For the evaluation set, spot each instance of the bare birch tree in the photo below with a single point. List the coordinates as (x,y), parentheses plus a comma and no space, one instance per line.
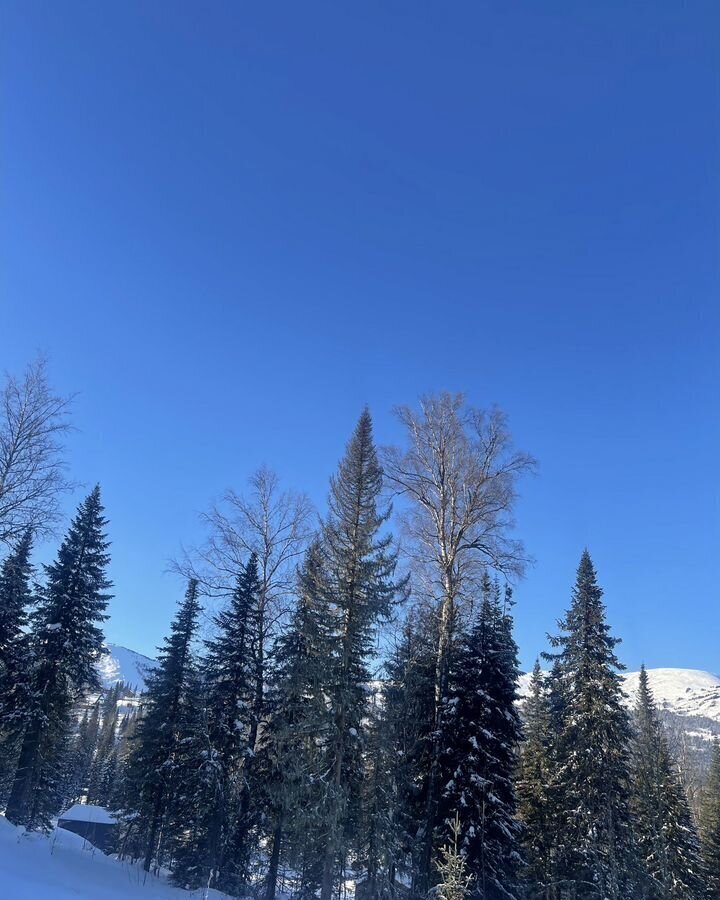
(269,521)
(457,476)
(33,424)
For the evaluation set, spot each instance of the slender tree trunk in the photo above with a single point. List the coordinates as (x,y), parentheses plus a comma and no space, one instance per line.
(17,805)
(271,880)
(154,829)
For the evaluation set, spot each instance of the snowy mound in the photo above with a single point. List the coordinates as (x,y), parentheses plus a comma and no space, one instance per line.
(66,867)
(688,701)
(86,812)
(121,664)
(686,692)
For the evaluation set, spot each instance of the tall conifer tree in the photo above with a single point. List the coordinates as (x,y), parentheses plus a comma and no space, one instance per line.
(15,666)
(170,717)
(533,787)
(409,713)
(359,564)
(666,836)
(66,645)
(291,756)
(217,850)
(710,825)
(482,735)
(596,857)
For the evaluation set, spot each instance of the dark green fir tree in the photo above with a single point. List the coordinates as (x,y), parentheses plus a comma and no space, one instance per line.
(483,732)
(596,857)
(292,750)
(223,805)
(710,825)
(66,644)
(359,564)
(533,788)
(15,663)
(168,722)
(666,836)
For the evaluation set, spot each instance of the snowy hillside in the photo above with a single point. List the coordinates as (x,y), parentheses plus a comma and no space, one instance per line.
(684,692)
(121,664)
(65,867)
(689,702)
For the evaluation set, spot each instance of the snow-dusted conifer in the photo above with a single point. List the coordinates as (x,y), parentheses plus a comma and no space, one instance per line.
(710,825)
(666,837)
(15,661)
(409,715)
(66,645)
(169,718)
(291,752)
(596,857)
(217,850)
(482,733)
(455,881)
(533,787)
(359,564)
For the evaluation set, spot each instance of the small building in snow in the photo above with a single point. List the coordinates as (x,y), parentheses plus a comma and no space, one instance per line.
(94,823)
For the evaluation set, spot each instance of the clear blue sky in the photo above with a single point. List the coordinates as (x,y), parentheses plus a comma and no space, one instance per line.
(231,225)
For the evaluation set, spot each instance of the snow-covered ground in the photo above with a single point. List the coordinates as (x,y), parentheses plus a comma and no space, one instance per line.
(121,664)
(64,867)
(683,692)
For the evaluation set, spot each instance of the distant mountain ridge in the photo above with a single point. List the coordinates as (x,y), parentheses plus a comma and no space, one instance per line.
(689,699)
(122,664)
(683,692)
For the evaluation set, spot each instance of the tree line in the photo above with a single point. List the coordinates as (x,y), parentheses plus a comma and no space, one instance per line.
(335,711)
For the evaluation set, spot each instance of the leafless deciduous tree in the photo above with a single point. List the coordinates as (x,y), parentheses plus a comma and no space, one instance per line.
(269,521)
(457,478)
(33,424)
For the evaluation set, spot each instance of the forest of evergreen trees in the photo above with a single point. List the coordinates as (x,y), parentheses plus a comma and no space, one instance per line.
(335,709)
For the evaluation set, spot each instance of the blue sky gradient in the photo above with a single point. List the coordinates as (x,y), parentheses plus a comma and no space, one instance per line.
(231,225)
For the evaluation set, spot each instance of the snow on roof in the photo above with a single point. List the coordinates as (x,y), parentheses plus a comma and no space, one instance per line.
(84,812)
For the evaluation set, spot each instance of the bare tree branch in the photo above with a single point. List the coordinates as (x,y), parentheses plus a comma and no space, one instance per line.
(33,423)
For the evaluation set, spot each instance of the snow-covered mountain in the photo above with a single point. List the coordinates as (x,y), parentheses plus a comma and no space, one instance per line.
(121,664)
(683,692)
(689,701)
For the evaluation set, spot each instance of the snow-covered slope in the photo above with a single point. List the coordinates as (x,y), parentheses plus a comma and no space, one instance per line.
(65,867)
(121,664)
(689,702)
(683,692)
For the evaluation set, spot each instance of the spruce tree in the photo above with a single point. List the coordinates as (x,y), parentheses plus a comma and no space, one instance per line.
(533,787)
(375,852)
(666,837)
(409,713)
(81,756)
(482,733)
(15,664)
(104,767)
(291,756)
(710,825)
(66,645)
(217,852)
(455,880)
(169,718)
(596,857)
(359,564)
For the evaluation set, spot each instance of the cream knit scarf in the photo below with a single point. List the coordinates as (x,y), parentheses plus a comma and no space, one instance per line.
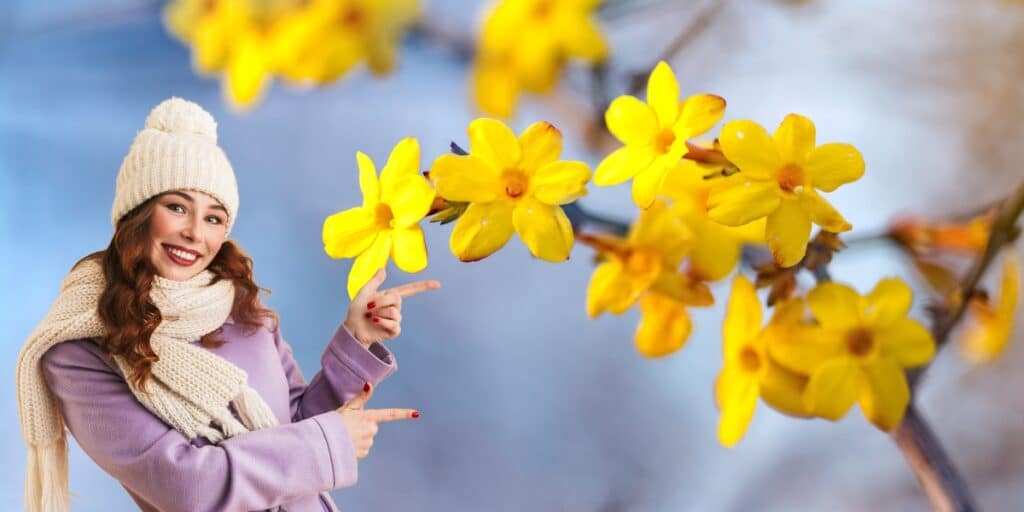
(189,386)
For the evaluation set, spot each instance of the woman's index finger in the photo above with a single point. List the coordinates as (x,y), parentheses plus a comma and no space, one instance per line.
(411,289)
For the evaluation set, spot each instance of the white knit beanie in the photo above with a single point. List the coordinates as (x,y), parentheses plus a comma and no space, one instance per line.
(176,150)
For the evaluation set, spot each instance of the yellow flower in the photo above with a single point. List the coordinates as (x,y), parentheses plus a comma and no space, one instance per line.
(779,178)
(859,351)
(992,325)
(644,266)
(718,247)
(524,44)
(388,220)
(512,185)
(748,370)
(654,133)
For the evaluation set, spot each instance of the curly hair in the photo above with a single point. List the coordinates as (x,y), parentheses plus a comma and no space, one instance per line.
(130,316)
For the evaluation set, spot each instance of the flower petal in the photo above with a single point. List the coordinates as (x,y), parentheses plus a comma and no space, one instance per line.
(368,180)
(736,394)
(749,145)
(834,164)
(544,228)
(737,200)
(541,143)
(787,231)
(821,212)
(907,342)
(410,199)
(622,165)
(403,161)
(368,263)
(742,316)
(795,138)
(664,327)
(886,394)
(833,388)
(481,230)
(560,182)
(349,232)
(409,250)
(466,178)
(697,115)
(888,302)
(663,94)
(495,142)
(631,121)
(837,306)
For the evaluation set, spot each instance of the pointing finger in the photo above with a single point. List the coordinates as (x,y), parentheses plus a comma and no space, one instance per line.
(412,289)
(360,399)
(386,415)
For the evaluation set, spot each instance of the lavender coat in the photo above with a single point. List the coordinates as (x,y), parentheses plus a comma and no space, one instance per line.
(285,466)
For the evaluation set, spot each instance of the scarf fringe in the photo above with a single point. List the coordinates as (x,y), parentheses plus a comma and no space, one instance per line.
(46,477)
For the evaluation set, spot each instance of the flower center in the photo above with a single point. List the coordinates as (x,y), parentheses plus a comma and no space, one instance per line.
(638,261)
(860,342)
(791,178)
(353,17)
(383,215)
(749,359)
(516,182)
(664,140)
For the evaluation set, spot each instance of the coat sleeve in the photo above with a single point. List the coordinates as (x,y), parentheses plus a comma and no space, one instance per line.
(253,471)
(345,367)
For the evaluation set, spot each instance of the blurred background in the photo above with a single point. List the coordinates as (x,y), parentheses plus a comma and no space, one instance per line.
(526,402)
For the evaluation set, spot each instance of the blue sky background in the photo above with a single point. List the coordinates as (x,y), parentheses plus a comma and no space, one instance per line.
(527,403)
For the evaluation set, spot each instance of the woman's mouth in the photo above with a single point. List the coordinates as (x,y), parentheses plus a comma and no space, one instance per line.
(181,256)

---+---

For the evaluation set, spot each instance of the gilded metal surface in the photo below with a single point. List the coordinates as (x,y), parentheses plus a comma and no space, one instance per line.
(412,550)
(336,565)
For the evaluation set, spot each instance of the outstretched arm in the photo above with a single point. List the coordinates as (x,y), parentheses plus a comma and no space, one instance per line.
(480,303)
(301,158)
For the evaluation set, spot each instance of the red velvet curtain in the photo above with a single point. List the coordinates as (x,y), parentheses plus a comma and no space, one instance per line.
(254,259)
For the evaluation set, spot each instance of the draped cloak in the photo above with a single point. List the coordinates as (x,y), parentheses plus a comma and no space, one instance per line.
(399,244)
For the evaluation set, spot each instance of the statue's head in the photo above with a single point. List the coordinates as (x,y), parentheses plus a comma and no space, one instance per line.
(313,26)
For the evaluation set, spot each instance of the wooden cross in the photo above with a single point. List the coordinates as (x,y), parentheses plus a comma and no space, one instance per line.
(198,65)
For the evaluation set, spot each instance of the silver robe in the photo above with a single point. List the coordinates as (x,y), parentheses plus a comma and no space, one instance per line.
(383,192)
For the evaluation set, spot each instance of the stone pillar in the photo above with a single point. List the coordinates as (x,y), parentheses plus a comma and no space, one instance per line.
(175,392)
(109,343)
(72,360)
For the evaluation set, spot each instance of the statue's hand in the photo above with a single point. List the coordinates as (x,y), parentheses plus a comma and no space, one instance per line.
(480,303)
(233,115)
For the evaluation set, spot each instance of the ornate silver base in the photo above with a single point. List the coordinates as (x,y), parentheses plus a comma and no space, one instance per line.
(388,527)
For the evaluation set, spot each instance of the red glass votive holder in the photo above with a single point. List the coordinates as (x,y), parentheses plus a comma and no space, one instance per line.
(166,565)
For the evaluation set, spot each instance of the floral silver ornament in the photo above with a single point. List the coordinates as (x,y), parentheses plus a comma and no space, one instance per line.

---+---

● REQUEST
Report each line of the records above that contains the string "blue". Case counts.

● WRITTEN REPLY
For the evaluation set, spot each instance of the clear blue sky in the photo above with a single point. List the coordinates as (x,y), parentheses plus a comma and no space, one instance per line.
For the evaluation set, spot each instance of the blue sky gradient in the photo above with a single point. List the coordinates as (x,y), parentheses plus a comma and no space, one instance per line.
For the evaluation set, spot each instance of the blue sky background in the photo above with a single point. List the coordinates as (x,y), parentheses plus a comma and no space, one instance per line.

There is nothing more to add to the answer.